**Stated problem**
Render each of the records below as a JSON list of strings, one string per line, with blank lines omitted.

[Segmentation records]

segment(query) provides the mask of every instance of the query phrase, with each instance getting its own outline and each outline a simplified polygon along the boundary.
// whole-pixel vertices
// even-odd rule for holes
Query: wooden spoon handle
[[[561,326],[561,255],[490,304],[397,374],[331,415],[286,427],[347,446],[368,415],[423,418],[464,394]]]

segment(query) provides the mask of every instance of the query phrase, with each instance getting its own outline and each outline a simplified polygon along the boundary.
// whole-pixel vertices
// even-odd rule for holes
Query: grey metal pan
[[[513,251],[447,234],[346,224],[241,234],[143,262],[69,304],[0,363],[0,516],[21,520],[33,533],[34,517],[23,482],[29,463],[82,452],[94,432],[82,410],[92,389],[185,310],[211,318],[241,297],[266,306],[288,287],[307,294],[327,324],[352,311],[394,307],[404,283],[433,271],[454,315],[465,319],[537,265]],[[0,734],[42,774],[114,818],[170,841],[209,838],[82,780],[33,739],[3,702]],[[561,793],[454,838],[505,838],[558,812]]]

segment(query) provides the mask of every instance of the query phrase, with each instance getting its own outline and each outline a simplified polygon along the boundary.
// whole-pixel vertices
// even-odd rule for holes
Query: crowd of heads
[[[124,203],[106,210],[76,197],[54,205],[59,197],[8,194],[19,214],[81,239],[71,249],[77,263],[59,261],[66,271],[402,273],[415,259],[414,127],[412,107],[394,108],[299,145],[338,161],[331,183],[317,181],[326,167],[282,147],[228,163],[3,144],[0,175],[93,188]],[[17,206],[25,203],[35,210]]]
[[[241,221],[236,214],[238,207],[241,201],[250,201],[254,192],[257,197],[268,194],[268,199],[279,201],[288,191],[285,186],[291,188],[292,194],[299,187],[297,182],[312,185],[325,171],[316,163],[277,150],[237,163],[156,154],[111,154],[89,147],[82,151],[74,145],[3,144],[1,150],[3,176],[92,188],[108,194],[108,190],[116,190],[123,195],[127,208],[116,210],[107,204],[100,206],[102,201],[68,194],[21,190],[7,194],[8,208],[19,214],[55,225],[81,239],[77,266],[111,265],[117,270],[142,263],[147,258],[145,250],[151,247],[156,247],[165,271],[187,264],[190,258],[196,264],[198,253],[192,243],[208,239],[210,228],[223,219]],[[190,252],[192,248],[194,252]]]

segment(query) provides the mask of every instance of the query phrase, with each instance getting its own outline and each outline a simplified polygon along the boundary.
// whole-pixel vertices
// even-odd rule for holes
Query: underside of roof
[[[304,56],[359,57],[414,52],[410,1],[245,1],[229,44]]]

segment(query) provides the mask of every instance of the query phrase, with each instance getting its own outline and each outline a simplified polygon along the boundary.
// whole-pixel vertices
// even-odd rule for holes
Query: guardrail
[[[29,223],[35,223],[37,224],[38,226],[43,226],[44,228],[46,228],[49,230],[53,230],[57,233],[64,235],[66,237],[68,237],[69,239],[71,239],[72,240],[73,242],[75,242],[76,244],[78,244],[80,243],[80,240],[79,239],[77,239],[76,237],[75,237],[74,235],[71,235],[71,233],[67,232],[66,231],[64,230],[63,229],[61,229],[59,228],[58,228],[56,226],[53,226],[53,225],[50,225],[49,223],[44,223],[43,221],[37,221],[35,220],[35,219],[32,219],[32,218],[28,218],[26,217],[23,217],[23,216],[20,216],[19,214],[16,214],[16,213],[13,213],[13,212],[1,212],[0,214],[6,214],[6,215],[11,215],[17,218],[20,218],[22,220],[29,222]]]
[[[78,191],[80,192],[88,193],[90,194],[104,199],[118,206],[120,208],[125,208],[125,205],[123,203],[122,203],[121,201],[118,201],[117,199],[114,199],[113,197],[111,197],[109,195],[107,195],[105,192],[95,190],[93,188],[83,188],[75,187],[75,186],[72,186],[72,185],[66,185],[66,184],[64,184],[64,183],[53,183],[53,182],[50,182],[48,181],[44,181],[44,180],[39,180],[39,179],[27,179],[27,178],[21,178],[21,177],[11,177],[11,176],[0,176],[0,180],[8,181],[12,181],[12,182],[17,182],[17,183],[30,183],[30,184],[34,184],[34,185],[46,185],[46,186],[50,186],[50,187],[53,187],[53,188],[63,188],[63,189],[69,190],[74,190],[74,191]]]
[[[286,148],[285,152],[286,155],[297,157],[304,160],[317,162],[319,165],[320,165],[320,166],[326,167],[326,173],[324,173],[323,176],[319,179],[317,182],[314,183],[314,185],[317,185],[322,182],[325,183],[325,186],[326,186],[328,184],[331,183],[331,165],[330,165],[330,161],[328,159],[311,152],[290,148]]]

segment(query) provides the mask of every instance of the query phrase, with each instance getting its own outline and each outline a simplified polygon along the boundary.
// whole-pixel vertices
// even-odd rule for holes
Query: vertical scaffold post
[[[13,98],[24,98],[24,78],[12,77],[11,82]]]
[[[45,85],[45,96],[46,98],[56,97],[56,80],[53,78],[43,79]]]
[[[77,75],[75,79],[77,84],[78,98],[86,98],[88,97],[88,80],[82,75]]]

**Result**
[
  "segment(query) provides the mask of every instance of the query phrase, with each instance getting its own outline and each outline a simplified polygon along the boundary.",
  "// whole-pixel vertices",
  "// even-odd rule for holes",
  "Query: wooden spoon handle",
  "[[[561,326],[561,255],[490,304],[397,374],[331,415],[286,427],[347,446],[368,415],[423,418],[464,394]]]",
  "segment(query) provides the mask of every instance of the query phrase, with each instance getting its own outline and each outline a simplified polygon along the boundary.",
  "// whole-pixel vertices",
  "// even-odd rule for holes",
  "Query: grey metal pan",
  "[[[513,251],[447,234],[346,224],[241,234],[143,262],[69,304],[0,363],[0,516],[21,520],[33,533],[34,517],[23,482],[29,463],[82,452],[94,432],[82,410],[92,389],[185,310],[211,318],[241,297],[266,306],[288,287],[307,294],[327,324],[352,311],[394,307],[404,283],[433,271],[454,315],[465,319],[537,265]],[[0,734],[42,774],[114,818],[170,841],[209,838],[82,780],[33,739],[3,702]],[[561,793],[454,838],[505,838],[558,812]]]",
  "segment(query) provides the mask of every instance of the query phrase, with each instance getting its own outline and each outline a simplified polygon along the boundary.",
  "// whole-pixel vertices",
  "// even-odd rule for holes",
  "Query: crowd of heads",
  "[[[124,203],[106,210],[76,197],[54,205],[59,197],[8,194],[19,214],[81,239],[71,249],[77,263],[59,261],[66,271],[402,273],[415,259],[414,127],[412,107],[394,108],[299,145],[338,161],[331,183],[317,181],[326,167],[282,147],[228,163],[3,144],[0,175],[93,188]],[[17,206],[25,203],[35,210]]]",
  "[[[241,221],[236,214],[238,207],[241,201],[250,201],[254,192],[257,197],[268,194],[268,199],[279,201],[288,191],[285,186],[291,188],[292,194],[299,187],[297,182],[312,185],[325,171],[316,163],[277,150],[237,163],[156,154],[111,154],[89,147],[82,151],[74,145],[3,144],[1,150],[3,176],[92,188],[108,194],[108,190],[116,190],[123,195],[127,208],[116,210],[107,204],[100,206],[102,201],[68,194],[21,190],[7,194],[8,208],[19,214],[55,225],[81,239],[77,266],[111,265],[117,270],[142,263],[147,258],[145,250],[151,247],[156,247],[165,271],[187,264],[190,258],[196,264],[198,253],[192,243],[208,239],[210,228],[223,219]],[[190,252],[192,248],[194,252]]]",
  "segment(query) provides the mask of every instance of the query phrase, with each instance getting its own outline and each outline a simplified polygon along the boundary.",
  "// whole-pixel vertices",
  "// even-odd rule for holes",
  "Query: underside of roof",
  "[[[304,56],[359,57],[414,52],[410,1],[245,1],[229,44]]]",
  "segment(query) provides the mask of every instance of the query phrase, with each instance getting its own outline and each outline a simplified polygon along the boundary.",
  "// whole-pixel vertices",
  "// even-odd rule for holes",
  "Query: guardrail",
  "[[[29,223],[35,223],[37,224],[38,226],[43,226],[44,228],[46,228],[49,230],[53,230],[57,233],[64,235],[66,237],[68,237],[69,239],[71,239],[72,240],[73,242],[75,242],[76,244],[78,244],[80,243],[80,240],[79,239],[77,239],[76,237],[75,237],[74,235],[71,235],[71,233],[67,232],[66,231],[64,230],[63,229],[61,229],[59,228],[58,228],[56,226],[53,226],[53,225],[50,225],[49,223],[44,223],[43,221],[37,221],[35,220],[35,219],[32,219],[32,218],[28,218],[26,217],[23,217],[23,216],[20,216],[19,214],[16,214],[16,213],[13,213],[13,212],[1,212],[0,214],[6,214],[6,215],[11,215],[17,218],[20,218],[22,220],[29,222]]]",
  "[[[78,191],[80,192],[88,193],[90,194],[104,199],[118,206],[120,208],[125,208],[125,205],[123,203],[122,203],[121,201],[118,201],[117,199],[114,199],[113,197],[111,197],[109,195],[107,195],[105,192],[95,190],[93,188],[83,188],[75,187],[75,186],[72,186],[72,185],[66,185],[66,184],[64,184],[64,183],[53,183],[53,182],[50,182],[48,181],[44,181],[44,180],[39,180],[39,179],[27,179],[27,178],[21,178],[21,177],[11,177],[11,176],[0,176],[0,180],[8,181],[12,181],[12,182],[17,182],[17,183],[30,183],[30,184],[34,184],[34,185],[46,185],[46,186],[50,186],[50,187],[53,187],[53,188],[63,188],[63,189],[69,190],[74,190],[74,191]]]",
  "[[[286,148],[285,152],[286,155],[297,157],[304,160],[317,162],[319,165],[320,165],[320,166],[326,167],[326,173],[324,173],[323,176],[319,179],[317,182],[314,183],[314,185],[317,185],[322,182],[325,183],[325,186],[326,186],[328,184],[331,183],[331,165],[330,165],[330,161],[328,159],[311,152],[290,148]]]",
  "segment(query) provides the mask of every instance of the query phrase, with each instance getting its own outline and each outline a simplified polygon along the boundary.",
  "// whole-pixel vertices",
  "// even-odd rule for holes",
  "Query: vertical scaffold post",
  "[[[13,98],[24,98],[24,78],[12,77],[11,82]]]",
  "[[[45,85],[45,96],[46,98],[56,97],[56,80],[53,78],[43,79]]]",
  "[[[77,75],[75,79],[77,84],[78,98],[86,98],[88,97],[88,80],[82,75]]]"
]